- Travail à faire -
Dans les données ci-dessous, recopiez à l'identique les lignes qui commencent à celle contenant « Label each distant » et se terminent à celle contenant « [301,154,776,203] », ces deux lignes comprises.

- Données disponibles -
========

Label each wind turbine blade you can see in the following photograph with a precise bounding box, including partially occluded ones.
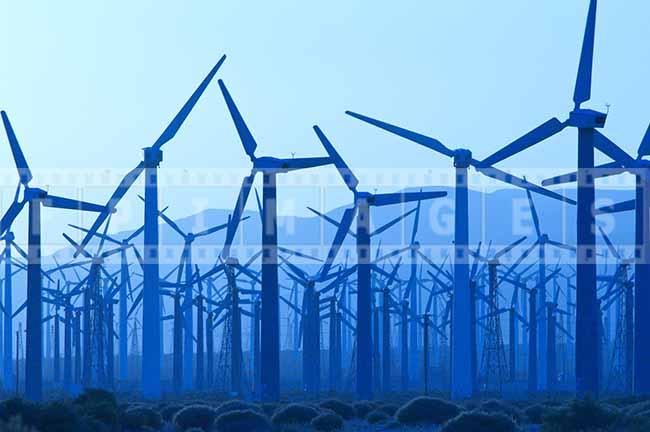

========

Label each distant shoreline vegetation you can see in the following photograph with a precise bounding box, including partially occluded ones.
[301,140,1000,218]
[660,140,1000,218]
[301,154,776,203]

========

- Solution rédigée -
Label each distant shoreline vegetation you can see in the following photograph with a precise bounding box, including partially occluded ones.
[301,140,1000,218]
[660,140,1000,218]
[301,154,776,203]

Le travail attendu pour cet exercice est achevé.